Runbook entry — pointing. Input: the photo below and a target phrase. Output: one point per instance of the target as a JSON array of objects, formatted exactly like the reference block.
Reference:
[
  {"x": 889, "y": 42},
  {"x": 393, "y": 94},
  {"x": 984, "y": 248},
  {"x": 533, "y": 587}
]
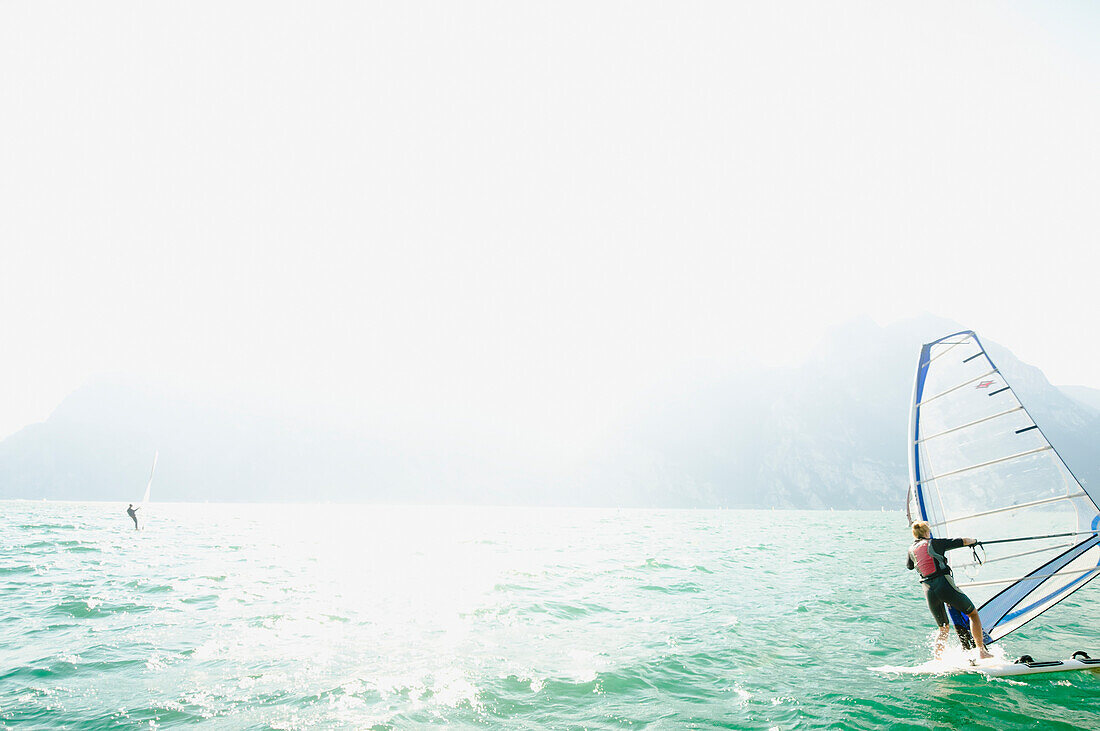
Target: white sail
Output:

• _THE REQUEST_: Reproduce every line of the entries above verbatim, with each picture omitted from your output.

• _EXPECTED ANSWER_:
Runbook entry — pointing. Input: the photo below and a target phrase. Output: one point per instance of the target as a JSON array of objects, formatted exactly like the reference block.
Reference:
[
  {"x": 889, "y": 42},
  {"x": 393, "y": 94},
  {"x": 984, "y": 248},
  {"x": 533, "y": 587}
]
Target: white sail
Output:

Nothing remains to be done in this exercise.